> [Text under study]

Your teen got a DUI. Here’s our advice on what to do next.
Teens drink and teens drive, and unfortunately at least some of them will do them together. That’s why it’s particularly important for parents to be vigilant about teen substance abuse before anything happens, and to make sure they have a strategy in place in case it does.
Many parents believe that coming down too hard on their teens about underage drinking will encourage them to rebel and drink more. Some parents even allow their teenagers to drink alcohol at home because they believe teens who drink at home are less likely to abuse alcohol. Unfortunately, studies show that the opposite is true—teens who are allowed to drink alcohol at home are more likely to abuse alcohol than their peers.
Instead of normalizing teen alcohol abuse, experts say parents need to talk to their teens openly and frequently about the risks of substance abuse. Attempts to “scare teens straight” rarely work in the long-term, and teens go right back to their risky behavior once their fear wears off. But frank conversations about alcohol and drug use can guide teens’ decision-making as they get older.

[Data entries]
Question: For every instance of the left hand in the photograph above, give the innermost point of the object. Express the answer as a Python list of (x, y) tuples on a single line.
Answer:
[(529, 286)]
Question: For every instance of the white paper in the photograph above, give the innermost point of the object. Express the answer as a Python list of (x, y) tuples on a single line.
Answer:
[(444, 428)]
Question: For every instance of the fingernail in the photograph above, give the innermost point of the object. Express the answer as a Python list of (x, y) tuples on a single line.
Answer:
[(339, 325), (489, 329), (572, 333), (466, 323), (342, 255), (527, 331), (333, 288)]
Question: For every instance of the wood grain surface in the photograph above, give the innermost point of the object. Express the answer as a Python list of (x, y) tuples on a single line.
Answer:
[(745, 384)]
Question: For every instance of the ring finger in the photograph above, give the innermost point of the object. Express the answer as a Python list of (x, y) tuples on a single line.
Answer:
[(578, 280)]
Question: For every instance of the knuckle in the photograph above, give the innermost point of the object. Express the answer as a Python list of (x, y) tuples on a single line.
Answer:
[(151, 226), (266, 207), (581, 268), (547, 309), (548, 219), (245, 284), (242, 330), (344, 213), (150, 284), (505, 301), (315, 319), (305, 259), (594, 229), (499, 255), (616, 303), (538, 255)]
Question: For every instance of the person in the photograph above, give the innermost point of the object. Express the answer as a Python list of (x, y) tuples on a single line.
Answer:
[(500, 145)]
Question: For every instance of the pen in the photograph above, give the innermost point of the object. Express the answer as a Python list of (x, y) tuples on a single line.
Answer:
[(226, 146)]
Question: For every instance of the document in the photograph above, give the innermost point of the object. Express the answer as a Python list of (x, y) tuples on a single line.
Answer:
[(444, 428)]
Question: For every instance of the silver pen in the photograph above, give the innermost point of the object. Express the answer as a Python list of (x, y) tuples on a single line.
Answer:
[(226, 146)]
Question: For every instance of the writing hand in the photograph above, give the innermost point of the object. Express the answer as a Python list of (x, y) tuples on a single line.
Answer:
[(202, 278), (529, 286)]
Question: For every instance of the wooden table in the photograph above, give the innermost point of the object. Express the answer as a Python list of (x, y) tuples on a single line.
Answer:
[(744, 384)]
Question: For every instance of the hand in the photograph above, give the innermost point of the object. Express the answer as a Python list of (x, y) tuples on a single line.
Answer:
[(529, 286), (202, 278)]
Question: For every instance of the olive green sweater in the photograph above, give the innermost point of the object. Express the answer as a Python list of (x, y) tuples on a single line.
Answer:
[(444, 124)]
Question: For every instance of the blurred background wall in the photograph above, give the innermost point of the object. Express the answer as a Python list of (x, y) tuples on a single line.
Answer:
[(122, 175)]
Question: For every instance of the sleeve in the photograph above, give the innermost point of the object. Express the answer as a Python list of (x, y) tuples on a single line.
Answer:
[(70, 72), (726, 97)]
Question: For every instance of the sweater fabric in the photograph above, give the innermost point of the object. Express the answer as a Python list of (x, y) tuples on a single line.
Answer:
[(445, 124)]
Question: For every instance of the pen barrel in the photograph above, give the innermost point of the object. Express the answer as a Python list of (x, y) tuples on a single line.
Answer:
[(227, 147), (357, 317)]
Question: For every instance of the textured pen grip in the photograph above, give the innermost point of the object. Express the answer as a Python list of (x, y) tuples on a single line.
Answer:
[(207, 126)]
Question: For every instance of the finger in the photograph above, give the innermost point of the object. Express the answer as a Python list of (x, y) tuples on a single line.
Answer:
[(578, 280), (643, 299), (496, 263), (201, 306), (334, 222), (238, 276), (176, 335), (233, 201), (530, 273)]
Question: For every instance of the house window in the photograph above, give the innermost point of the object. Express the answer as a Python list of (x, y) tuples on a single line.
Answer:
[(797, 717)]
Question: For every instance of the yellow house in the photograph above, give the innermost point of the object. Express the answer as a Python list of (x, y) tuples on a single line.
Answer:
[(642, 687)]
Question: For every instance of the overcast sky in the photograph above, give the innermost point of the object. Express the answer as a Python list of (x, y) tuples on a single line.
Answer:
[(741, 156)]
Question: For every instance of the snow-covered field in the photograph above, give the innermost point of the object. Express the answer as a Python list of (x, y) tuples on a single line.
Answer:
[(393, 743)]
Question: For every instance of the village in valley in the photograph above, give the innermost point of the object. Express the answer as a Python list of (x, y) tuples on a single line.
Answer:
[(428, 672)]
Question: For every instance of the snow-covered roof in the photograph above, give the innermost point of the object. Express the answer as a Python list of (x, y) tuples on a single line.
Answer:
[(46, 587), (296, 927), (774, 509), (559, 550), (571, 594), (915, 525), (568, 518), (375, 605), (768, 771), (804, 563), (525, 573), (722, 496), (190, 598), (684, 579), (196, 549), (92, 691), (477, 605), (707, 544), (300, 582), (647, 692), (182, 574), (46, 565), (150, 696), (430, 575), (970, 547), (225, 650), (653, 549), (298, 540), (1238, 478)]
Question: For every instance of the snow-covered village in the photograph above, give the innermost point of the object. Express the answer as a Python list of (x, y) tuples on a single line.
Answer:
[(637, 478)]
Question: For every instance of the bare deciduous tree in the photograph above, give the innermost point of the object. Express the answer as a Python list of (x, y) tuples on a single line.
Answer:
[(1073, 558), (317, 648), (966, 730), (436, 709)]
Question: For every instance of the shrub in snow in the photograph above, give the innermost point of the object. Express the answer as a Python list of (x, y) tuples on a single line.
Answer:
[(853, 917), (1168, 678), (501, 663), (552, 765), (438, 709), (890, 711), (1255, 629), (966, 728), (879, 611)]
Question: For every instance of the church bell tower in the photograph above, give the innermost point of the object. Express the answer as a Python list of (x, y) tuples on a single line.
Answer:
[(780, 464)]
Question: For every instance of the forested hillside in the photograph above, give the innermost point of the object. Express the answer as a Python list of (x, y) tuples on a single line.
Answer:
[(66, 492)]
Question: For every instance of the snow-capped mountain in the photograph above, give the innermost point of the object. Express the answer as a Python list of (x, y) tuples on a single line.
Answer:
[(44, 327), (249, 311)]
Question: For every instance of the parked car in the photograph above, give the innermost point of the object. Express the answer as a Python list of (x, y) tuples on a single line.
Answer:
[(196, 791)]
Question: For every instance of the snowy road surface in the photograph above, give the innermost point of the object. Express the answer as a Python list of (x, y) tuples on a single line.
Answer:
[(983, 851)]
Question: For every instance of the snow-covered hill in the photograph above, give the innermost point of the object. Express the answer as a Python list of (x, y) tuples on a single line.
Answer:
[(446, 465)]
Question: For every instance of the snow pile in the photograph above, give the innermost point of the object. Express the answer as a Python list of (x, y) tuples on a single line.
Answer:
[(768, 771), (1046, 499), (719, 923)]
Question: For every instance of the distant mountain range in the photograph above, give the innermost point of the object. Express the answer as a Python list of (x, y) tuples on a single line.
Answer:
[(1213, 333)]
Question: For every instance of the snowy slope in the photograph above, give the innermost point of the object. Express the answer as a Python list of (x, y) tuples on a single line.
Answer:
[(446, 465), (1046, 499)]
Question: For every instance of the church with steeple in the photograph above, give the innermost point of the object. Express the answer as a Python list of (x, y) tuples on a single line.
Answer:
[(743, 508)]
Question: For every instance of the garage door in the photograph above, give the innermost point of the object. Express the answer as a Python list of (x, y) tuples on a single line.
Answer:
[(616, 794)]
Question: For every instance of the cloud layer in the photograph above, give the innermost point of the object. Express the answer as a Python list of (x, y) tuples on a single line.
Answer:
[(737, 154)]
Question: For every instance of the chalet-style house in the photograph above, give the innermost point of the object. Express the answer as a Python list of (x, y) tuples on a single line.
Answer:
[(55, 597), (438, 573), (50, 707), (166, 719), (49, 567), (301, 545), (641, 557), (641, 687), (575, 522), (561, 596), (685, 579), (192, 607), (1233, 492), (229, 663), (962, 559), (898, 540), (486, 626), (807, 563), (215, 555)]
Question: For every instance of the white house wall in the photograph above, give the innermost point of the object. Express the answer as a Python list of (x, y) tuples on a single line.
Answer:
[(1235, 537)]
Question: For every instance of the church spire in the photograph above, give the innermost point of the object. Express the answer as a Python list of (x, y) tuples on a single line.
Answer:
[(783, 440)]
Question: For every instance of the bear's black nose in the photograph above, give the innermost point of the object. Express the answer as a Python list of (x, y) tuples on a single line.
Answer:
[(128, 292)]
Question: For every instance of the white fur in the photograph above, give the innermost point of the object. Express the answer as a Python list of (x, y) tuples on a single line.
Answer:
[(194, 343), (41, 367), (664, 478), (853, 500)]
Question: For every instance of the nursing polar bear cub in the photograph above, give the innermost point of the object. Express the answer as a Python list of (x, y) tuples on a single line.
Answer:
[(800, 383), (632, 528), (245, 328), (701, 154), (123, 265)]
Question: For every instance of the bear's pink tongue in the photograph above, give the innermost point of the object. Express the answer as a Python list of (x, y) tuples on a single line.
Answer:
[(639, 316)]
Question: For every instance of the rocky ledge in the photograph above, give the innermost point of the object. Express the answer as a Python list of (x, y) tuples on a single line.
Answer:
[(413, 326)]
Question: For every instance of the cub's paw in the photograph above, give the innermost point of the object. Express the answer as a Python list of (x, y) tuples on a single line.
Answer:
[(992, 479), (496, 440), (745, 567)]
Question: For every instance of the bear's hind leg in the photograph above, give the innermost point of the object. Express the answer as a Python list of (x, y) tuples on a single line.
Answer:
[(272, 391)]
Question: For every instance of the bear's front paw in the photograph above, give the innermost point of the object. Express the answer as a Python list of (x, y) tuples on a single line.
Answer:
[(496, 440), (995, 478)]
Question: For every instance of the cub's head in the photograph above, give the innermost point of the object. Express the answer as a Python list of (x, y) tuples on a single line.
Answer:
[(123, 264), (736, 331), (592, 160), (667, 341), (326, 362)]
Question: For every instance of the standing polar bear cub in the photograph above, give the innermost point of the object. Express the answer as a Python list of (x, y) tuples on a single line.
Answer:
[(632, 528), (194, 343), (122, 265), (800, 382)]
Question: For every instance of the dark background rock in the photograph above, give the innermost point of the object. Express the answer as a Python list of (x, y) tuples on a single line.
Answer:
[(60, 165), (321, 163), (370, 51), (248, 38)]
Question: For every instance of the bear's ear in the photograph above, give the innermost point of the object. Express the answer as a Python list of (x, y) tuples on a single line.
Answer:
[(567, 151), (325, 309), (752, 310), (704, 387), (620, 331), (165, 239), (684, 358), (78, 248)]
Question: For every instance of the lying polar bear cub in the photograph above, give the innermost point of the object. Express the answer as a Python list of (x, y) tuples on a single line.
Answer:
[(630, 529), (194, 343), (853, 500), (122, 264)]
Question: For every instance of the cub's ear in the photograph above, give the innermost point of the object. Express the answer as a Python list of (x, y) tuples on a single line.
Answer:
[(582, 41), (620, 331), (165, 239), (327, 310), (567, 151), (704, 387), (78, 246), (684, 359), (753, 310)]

> [Brief A]
According to the article on teen DUIs, what do studies show about teens who are allowed to drink alcohol at home?
> [Brief B]
Please copy the passage of the article on teen DUIs that opens with the words containing "Teens drink and" and closes with "than their peers.".
The entries were drawn from a separate source.

> [Written solution A]
They are more likely to abuse alcohol than their peers.

> [Written solution B]
Teens drink and teens drive, and unfortunately at least some of them will do them together. That’s why it’s particularly important for parents to be vigilant about teen substance abuse before anything happens, and to make sure they have a strategy in place in case it does.
Many parents believe that coming down too hard on their teens about underage drinking will encourage them to rebel and drink more. Some parents even allow their teenagers to drink alcohol at home because they believe teens who drink at home are less likely to abuse alcohol. Unfortunately, studies show that the opposite is true—teens who are allowed to drink alcohol at home are more likely to abuse alcohol than their peers.